Exercise aim:
Copy the passage on Scott's Discovery expedition in full, word for word.

Excerpted passage:

▬▬▬

The Spirit of Mawson - Australasian Antarctic Expedition 2013 - 2014

Australasian Antarctic Expedition

History of Antarctic Exploration in 30 Objects

This tin of tea was recovered from a cache left for the explorer Commander Scott during his abortive journey to the geographic South Pole in 1902. Setting out from their base on Ross Island on 2 November, a three man team comprising of Scott, Edward Wilson and Ernest Shackleton with 19 dogs, made the first serious attempt to sledge to the South Pole.  A number of caches had been laid by members of the expedition along the anticipated route to sustain Scott’s team on the return journey.

Robert Falcon Scott (1868-1912), a 31 year old Royal Navy officer, was not an obvious choice for leading the first official British expedition to Antarctica.  Scott had no polar experience and yet his natural aptitude and enthusiasm for traveling south, were enough to convince Clements Markham, president of the Royal Geographical Society, that the young officer was the right man to lead.  The National Antarctic Expedition aimed to combine science and exploration, and accordingly the team consisted of a mixture of naval men and scientists. Despite the scientific focus, Scott was given overall command of the expedition and was promoted to the rank of Commander.

Traveling on the purpose built ‘Discovery’, the expedition left British shores on 6 August 1901 and voyaged south via Macquarie Island and New Zealand, eventually reaching antarctic waters in early January 1902.  By 9 January, the team had reached Cape Adare (where Borchgrevink had established his base), but chose to sail on, following the edge of the Ross Ice Shelf to the east, recording weather observations and taking magnetic measurements as they went.  At the Bay of Whales, Scott became the first man to fly over Antarctica when he went up in a tethered hydrogen balloon followed by Shackleton, who took the first aerial photographs of the frozen continent.

▬▬▬

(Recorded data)
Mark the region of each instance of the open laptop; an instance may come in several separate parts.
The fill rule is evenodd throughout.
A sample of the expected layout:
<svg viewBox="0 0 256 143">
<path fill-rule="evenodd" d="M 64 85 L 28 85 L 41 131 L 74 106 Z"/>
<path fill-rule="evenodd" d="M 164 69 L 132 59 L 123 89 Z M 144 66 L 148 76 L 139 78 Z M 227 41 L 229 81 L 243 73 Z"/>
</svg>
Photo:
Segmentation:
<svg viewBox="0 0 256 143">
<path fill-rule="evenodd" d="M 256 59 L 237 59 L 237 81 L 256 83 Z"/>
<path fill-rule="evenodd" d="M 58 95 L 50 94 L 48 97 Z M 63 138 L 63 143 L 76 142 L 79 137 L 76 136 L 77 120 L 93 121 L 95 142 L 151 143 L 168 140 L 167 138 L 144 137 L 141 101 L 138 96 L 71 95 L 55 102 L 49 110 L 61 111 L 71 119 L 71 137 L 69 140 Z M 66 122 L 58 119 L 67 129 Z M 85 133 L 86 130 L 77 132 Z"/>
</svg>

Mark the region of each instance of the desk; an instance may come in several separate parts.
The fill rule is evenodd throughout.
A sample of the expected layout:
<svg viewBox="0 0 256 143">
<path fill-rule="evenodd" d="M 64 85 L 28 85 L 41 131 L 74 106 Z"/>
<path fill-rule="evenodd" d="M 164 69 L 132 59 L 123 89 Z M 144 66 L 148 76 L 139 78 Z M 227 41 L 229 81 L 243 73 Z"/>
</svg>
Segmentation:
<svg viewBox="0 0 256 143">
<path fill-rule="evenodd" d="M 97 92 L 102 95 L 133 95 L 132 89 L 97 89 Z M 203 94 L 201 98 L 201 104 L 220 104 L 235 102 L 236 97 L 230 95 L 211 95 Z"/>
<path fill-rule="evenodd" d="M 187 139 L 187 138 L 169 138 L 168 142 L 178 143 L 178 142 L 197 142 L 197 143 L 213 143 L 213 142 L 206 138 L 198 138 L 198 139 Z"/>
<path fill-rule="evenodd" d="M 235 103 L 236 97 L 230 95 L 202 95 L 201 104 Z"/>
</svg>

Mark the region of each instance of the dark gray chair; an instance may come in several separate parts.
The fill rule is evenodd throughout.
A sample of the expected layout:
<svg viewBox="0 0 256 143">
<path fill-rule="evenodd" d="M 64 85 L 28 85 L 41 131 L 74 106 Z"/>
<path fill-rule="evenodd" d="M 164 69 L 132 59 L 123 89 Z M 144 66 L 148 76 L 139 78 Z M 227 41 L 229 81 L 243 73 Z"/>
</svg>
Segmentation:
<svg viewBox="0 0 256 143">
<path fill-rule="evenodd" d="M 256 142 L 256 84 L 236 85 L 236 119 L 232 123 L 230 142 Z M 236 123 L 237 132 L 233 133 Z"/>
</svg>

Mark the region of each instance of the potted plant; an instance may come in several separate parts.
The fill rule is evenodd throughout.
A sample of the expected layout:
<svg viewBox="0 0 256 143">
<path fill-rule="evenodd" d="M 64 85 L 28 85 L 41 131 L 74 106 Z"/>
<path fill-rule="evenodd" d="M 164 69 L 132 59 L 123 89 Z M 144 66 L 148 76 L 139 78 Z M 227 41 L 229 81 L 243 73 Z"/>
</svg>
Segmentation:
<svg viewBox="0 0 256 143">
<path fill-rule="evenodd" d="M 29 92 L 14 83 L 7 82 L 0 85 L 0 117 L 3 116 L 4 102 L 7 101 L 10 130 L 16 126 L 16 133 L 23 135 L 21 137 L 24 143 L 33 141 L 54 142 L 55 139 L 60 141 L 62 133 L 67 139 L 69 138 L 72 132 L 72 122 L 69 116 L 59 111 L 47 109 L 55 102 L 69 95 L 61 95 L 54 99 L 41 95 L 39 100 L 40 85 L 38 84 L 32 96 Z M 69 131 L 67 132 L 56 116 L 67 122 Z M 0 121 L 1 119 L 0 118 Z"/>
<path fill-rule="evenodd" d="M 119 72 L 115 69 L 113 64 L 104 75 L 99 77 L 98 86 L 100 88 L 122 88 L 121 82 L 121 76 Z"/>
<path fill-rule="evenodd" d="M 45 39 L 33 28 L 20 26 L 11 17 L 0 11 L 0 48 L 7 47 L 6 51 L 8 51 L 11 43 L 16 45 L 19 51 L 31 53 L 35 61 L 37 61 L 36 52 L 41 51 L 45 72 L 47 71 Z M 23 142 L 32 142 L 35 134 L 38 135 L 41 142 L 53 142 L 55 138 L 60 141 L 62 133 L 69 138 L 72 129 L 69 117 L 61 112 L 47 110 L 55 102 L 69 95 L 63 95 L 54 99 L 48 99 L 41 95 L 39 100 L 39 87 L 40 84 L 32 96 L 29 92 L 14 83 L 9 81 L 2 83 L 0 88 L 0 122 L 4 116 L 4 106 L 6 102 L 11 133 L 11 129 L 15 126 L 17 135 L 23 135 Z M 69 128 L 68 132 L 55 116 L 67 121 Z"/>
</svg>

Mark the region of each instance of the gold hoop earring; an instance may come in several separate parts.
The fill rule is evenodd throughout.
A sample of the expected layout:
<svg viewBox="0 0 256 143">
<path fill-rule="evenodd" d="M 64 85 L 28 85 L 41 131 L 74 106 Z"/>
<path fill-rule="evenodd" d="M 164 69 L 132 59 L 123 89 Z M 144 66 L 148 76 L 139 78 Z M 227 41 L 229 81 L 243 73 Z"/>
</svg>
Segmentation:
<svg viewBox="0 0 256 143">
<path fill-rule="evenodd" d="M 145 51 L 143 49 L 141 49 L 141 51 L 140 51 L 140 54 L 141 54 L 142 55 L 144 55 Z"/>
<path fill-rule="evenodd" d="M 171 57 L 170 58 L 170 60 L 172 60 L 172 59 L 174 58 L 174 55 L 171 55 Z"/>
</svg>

▬▬▬

Solved exercise:
The Spirit of Mawson - Australasian Antarctic Expedition 2013 - 2014

Australasian Antarctic Expedition

History of Antarctic Exploration in 30 Objects

This tin of tea was recovered from a cache left for the explorer Commander Scott during his abortive journey to the geographic South Pole in 1902. Setting out from their base on Ross Island on 2 November, a three man team comprising of Scott, Edward Wilson and Ernest Shackleton with 19 dogs, made the first serious attempt to sledge to the South Pole.  A number of caches had been laid by members of the expedition along the anticipated route to sustain Scott’s team on the return journey.

Robert Falcon Scott (1868-1912), a 31 year old Royal Navy officer, was not an obvious choice for leading the first official British expedition to Antarctica.  Scott had no polar experience and yet his natural aptitude and enthusiasm for traveling south, were enough to convince Clements Markham, president of the Royal Geographical Society, that the young officer was the right man to lead.  The National Antarctic Expedition aimed to combine science and exploration, and accordingly the team consisted of a mixture of naval men and scientists. Despite the scientific focus, Scott was given overall command of the expedition and was promoted to the rank of Commander.

Traveling on the purpose built ‘Discovery’, the expedition left British shores on 6 August 1901 and voyaged south via Macquarie Island and New Zealand, eventually reaching antarctic waters in early January 1902.  By 9 January, the team had reached Cape Adare (where Borchgrevink had established his base), but chose to sail on, following the edge of the Ross Ice Shelf to the east, recording weather observations and taking magnetic measurements as they went.  At the Bay of Whales, Scott became the first man to fly over Antarctica when he went up in a tethered hydrogen balloon followed by Shackleton, who took the first aerial photographs of the frozen continent.